### Work instructions
Nothing but the lines from the start of the records through the line that contains "the white linen fabric" is to be copied, and each is to be copied exactly.

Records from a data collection
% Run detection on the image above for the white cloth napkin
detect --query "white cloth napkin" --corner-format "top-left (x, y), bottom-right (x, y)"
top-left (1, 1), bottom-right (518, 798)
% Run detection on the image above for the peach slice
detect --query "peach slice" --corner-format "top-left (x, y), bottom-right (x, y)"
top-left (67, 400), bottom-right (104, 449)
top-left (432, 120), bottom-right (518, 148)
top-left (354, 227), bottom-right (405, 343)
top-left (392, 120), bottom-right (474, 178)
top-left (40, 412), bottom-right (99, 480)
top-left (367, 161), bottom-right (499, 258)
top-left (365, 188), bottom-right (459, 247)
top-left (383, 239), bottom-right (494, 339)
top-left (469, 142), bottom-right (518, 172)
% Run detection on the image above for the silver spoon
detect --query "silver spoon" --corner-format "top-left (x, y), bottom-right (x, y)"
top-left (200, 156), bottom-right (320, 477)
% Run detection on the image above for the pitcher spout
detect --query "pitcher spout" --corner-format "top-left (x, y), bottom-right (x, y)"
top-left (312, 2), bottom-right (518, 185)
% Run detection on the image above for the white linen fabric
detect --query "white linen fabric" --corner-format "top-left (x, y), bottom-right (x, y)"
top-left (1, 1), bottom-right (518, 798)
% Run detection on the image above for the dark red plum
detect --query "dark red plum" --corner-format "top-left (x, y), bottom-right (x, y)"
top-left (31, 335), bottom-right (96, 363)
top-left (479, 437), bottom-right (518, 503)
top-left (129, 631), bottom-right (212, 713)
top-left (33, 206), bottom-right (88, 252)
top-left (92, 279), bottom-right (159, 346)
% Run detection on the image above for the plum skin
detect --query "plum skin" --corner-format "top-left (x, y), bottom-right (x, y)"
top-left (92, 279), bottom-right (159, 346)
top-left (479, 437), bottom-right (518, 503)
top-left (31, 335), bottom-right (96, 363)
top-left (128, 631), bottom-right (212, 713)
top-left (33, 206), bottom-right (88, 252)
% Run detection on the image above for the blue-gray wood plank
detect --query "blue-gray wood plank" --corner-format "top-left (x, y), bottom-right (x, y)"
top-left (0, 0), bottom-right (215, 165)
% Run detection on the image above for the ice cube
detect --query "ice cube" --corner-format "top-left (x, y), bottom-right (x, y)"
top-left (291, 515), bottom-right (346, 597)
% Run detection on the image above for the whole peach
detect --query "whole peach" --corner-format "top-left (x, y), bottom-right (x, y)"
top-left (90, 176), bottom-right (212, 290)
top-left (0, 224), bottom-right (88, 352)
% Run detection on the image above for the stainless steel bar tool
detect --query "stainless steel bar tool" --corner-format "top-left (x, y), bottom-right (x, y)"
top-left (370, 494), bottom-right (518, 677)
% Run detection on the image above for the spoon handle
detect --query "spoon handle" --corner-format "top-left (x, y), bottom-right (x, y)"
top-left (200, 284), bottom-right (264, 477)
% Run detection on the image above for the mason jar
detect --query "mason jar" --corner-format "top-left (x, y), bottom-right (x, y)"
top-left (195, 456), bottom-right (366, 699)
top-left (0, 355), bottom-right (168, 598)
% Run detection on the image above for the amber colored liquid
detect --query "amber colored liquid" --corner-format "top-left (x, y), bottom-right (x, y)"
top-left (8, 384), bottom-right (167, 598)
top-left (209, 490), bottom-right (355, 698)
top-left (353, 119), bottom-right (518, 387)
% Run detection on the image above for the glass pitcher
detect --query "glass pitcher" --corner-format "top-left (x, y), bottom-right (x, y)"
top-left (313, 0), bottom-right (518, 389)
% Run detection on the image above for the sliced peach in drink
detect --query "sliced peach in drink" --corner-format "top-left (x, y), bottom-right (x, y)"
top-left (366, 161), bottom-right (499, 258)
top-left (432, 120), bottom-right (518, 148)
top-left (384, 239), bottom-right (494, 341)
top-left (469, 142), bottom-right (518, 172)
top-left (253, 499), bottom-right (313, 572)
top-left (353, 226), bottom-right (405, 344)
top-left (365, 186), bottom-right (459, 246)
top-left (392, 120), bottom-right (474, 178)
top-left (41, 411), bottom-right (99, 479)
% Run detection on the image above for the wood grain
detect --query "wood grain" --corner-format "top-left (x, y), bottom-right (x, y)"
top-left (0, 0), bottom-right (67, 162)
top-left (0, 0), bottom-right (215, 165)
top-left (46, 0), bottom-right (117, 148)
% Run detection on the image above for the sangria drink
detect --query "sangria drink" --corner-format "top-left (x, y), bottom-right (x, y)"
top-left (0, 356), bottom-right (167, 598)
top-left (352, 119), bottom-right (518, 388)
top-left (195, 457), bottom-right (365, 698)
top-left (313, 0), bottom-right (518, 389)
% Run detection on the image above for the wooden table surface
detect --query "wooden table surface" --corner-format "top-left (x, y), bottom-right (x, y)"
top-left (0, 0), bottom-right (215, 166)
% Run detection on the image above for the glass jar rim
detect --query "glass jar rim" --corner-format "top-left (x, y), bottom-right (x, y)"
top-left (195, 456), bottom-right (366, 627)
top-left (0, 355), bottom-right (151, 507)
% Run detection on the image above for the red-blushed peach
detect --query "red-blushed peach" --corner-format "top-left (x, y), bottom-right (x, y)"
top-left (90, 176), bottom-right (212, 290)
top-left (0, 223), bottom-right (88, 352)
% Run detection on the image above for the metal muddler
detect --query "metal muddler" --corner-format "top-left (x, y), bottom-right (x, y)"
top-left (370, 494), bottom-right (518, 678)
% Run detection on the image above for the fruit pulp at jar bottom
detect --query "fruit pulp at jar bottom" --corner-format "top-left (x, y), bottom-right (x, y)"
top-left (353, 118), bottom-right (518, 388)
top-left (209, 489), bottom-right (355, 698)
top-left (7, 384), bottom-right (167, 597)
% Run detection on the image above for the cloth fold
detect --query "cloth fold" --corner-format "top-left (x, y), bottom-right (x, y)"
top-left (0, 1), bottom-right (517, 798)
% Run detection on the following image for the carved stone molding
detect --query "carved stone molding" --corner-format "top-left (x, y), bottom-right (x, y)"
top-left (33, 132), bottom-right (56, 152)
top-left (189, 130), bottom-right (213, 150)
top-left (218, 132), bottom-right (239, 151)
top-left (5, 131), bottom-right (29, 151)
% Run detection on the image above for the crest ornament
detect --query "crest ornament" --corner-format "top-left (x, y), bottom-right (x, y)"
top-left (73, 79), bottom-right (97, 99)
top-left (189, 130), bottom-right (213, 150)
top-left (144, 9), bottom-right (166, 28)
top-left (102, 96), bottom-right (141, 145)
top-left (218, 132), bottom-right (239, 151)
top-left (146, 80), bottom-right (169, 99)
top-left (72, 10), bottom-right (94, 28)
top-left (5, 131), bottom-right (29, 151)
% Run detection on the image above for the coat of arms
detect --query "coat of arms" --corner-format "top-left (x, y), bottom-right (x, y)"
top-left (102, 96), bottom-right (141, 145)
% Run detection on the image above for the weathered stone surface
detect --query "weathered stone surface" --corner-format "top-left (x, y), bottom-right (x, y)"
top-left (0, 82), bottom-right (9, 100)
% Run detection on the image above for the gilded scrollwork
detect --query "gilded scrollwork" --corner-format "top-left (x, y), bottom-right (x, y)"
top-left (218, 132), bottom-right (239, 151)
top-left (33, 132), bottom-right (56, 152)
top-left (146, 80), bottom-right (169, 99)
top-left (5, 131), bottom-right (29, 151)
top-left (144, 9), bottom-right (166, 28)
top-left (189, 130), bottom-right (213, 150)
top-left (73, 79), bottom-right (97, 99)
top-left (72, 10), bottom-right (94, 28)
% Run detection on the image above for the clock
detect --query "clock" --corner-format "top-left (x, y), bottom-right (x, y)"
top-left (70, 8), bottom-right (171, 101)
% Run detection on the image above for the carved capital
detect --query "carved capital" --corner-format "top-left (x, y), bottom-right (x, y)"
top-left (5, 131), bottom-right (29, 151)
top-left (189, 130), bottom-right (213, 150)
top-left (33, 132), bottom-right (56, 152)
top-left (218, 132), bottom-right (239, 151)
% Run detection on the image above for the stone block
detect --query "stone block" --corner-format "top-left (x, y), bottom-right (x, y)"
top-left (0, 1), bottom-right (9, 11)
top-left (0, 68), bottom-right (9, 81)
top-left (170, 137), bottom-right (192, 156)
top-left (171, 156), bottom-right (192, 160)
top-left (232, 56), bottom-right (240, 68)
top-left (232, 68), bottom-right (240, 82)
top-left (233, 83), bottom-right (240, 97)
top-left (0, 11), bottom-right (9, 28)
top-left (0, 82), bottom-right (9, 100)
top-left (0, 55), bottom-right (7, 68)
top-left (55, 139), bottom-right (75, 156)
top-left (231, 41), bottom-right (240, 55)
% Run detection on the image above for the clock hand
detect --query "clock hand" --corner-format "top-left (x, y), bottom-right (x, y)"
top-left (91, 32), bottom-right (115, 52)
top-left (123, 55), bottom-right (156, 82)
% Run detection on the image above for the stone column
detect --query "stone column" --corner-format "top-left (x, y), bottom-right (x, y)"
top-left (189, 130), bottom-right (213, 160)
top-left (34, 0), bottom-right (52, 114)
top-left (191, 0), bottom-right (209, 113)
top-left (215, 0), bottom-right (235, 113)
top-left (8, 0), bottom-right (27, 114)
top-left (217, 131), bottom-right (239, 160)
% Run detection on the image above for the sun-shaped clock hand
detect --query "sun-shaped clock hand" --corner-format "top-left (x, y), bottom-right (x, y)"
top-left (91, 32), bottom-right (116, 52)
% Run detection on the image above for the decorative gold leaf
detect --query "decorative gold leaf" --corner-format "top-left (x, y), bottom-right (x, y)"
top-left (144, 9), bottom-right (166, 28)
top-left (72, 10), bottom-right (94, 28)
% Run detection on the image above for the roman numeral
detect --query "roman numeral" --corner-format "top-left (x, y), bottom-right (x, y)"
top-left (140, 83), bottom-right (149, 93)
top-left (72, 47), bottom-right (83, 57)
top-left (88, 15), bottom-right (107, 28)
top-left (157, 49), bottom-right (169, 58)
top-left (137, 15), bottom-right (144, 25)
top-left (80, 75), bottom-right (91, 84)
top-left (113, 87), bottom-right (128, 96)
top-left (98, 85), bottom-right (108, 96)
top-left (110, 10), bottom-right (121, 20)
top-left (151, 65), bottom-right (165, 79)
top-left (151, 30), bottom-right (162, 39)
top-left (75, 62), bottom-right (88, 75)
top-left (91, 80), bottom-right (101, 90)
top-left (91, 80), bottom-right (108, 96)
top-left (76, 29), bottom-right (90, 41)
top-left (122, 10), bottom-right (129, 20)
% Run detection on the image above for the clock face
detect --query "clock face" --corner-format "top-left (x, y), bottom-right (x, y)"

### Exercise output
% Run detection on the image above for the white cloth napkin
detect --query "white cloth napkin" --corner-format "top-left (x, y), bottom-right (x, y)"
top-left (1, 1), bottom-right (518, 798)
% Run detection on the image above for the peach slice
detect --query "peach slice" --corner-format "top-left (x, y), bottom-right (x, y)"
top-left (67, 400), bottom-right (104, 449)
top-left (432, 120), bottom-right (518, 148)
top-left (354, 227), bottom-right (405, 343)
top-left (392, 120), bottom-right (474, 178)
top-left (40, 412), bottom-right (99, 480)
top-left (367, 161), bottom-right (499, 258)
top-left (365, 188), bottom-right (459, 247)
top-left (383, 239), bottom-right (494, 339)
top-left (469, 142), bottom-right (518, 172)
% Run detection on the image above for the silver spoon
detect --query "silver spoon" --corner-format "top-left (x, y), bottom-right (x, y)"
top-left (200, 156), bottom-right (320, 477)
% Run detection on the image above for the pitcher spout
detect --query "pitcher spout" --corner-format "top-left (x, y), bottom-right (x, y)"
top-left (312, 2), bottom-right (518, 185)
% Run detection on the image above for the white linen fabric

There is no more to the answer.